## Task brief
In your copy, leave out the pictures; write out all the data exactly.

## Data provided
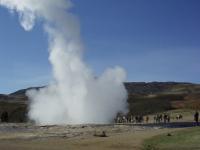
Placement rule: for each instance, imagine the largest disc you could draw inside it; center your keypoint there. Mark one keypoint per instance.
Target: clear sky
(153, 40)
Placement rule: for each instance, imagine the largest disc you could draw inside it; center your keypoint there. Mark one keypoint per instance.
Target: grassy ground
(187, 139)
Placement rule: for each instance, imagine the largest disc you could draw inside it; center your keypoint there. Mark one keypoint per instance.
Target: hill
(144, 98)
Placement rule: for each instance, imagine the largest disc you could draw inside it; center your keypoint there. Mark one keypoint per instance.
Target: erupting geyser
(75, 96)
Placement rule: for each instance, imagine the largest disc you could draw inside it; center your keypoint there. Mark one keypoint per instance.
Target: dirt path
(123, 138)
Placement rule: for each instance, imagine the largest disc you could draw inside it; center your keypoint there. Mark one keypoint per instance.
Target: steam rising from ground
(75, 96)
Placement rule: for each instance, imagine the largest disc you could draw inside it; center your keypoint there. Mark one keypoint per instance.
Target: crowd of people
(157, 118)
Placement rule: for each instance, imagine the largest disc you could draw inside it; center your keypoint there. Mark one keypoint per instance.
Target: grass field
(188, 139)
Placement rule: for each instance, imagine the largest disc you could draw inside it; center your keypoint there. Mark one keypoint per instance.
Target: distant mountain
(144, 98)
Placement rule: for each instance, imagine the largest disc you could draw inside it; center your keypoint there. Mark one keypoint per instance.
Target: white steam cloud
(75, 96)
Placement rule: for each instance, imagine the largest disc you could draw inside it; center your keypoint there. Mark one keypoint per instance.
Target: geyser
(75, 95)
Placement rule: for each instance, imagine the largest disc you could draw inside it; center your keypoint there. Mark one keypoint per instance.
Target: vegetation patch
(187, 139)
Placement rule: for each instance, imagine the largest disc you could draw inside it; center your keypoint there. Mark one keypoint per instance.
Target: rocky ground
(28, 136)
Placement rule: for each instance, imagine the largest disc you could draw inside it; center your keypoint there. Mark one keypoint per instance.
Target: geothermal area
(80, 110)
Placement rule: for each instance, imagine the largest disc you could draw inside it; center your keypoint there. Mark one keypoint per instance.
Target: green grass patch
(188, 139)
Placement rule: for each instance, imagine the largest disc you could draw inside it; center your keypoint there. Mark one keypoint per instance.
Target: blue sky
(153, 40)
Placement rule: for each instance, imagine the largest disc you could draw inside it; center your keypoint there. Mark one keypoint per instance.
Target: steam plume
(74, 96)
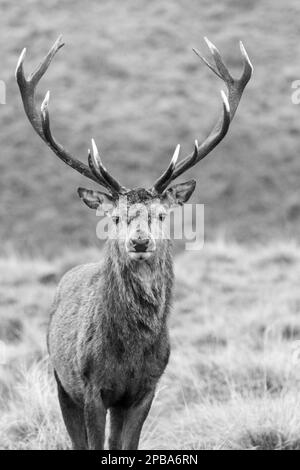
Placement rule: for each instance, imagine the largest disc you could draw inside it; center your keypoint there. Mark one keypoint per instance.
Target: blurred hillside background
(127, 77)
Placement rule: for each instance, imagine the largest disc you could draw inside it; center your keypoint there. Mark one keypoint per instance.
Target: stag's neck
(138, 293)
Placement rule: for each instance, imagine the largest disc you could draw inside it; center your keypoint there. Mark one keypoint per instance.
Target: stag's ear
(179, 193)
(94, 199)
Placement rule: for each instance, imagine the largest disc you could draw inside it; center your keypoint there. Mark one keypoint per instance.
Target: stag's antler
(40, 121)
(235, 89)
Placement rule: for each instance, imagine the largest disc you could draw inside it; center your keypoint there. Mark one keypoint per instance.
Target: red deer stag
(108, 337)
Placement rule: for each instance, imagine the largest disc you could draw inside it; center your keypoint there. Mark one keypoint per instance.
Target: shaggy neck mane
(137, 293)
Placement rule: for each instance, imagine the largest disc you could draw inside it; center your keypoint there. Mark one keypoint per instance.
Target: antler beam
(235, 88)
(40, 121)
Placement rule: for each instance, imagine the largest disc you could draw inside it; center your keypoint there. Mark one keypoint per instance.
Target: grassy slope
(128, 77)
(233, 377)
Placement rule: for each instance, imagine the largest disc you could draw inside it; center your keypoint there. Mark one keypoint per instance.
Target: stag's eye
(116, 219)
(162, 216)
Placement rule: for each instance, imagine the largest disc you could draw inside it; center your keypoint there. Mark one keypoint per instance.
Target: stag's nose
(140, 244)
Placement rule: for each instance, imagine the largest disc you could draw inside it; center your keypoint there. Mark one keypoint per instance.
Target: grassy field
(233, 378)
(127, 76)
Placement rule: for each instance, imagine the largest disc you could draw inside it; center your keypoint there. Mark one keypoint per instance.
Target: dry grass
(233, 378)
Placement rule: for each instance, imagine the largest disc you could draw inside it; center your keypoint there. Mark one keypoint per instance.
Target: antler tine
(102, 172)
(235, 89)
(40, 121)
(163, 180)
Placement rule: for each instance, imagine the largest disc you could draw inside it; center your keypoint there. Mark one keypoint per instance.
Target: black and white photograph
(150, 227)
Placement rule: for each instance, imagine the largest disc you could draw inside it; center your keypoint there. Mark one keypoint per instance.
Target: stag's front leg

## Solution to the exercise
Placement rule: for each instance, imagine the largest disc you could draw inside it; center your keypoint there. Mark one keypoint per instance.
Target: clear sky
(153, 40)
Placement rule: for each instance, imagine the largest disc you could draw inside it; center your keypoint there. Mark one keypoint per instance.
Target: grassy ground
(187, 139)
Placement rule: for each instance, imagine the largest disc you could draw inside it; center your keypoint there. Mark one keypoint per instance.
Target: hill
(144, 98)
Placement rule: for each instance, imagine the largest disc you could draw inside it; center your keypoint there. Mark one keypoint per instance.
Target: erupting geyser
(75, 96)
Placement rule: for each instance, imagine the largest disc you could draw inside it; center your keypoint there. Mark one keypoint per instance.
Target: dirt path
(123, 138)
Placement rule: for each instance, imagine the largest disc you could draw inside it; center your keypoint there. Mark one keypoint per instance.
Target: steam rising from ground
(75, 96)
Placement rule: for each instance, imagine the largest disc you could draw inside it; center your keypoint there. Mark one keypoint per instance.
Target: crowd of people
(157, 118)
Placement rule: for each instance, imagine the largest disc you could draw inside it; center your keypoint there. Mark one keypoint per instance.
Target: grass field
(188, 139)
Placement rule: for each instance, imagine the largest disc you could draw inside it; center your keypoint there. Mark one keypoint per instance.
Target: distant mountain
(144, 98)
Placement rule: for each instance, imagine the largest disc you could draw inside it; center your keypoint there. Mark one keypoint per instance.
Target: white steam cloud
(75, 96)
Placement rule: for each instance, imagine the largest disc you could draw inside it; center your keypoint there. Mark one keypoint per instance.
Target: geyser
(75, 95)
Placement rule: for each instance, imagine the largest disc you could draw inside it; center your keypoint there. Mark one keypoint per instance.
Target: vegetation patch
(187, 139)
Placement rule: for each instance, imagine the largest disc you could draw inside it; center your keypoint there. Mark one keypoint per instance.
Target: rocky ground
(28, 136)
Placement rule: for each instance, imagine the largest disc you could draw inside it; center your keypoint there. Mark one keypoint per instance.
Target: geothermal area
(80, 110)
Placement rule: for each instance, imagine the largest disc you could draw inside it; center your keypoint there. Mark one keypoint per instance.
Target: green grass patch
(188, 139)
Placement rule: for each instance, imagine the largest disc you could draw inside it; center your keypoint there. Mark one keypoint per instance.
Target: blue sky
(153, 40)
Placement rule: for each instance, imagine the largest disc you could draw inside it; center your keypoint there. Mark one keypoint per instance.
Target: steam plume
(74, 96)
Placement rule: for each instance, imagine the largest disc you could draw inside it; center your keypoint there. Mark one keypoint per instance.
Target: blurred hillside background
(127, 77)
Placement rule: for each instance, imagine the largest disc you could draw inside it; center your keypoint there. Mark one keypoint per instance.
Target: stag's neck
(138, 293)
Placement rule: for each instance, imagine the largest disc you could draw inside it; center your keypoint there. Mark one keypoint per instance.
Target: stag's ear
(179, 193)
(94, 199)
Placement rule: for each instance, imagine the largest disc you could draw inside it; center your keypoint there. Mark one keypoint per instance.
Target: stag's antler
(40, 121)
(235, 89)
Placement rule: for each instance, imagine the largest disc you could draw inside it; center your keypoint there. Mark one keypoint per instance.
Target: red deer stag
(108, 337)
Placement rule: for each instance, imagine the largest disc you could draw inside it; center your keypoint there. Mark one keypoint per instance.
Target: shaggy neck mane
(137, 293)
Placement rule: for each instance, imagine the largest disc you could draw inside it; center your keypoint there. Mark one keypoint per instance.
Target: antler beam
(235, 88)
(40, 121)
Placement rule: for each instance, imagine the largest disc you could draw inside it; center your keypoint there. Mark one keypoint per instance.
Target: grassy slope
(128, 77)
(233, 377)
Placement rule: for each instance, imagine the largest disc you could draw inside it; center your keypoint there. Mark one keypoint per instance.
Target: stag's eye
(116, 219)
(162, 216)
Placement rule: for each instance, imagine the largest disc you could draw inside it; center your keypoint there. Mark one keypoint per instance.
Target: stag's nose
(140, 244)
Placement rule: for each instance, imagine the largest disc you could draw inside it; center your keypoint there. Mark one keypoint per instance.
Target: grassy field
(233, 378)
(127, 76)
Placement rule: for each instance, imagine the largest disc you could draw inside it; center your keypoint there. Mark one keypoint per instance.
Target: dry grass
(233, 378)
Placement rule: for each instance, imagine the largest disc you could draw inside it; center your keypoint there. Mark one keypoint per instance.
Target: antler tine
(102, 172)
(235, 89)
(40, 121)
(163, 180)
Placement rule: for each instance, imagine the largest disc you could draw inside it; center your keypoint there. Mark one keypoint per instance.
Target: black and white photograph
(150, 227)
Placement rule: for each instance, imagine the largest disc you could draw inside it; center your keypoint there. Mark one keypoint per instance.
Target: stag's front leg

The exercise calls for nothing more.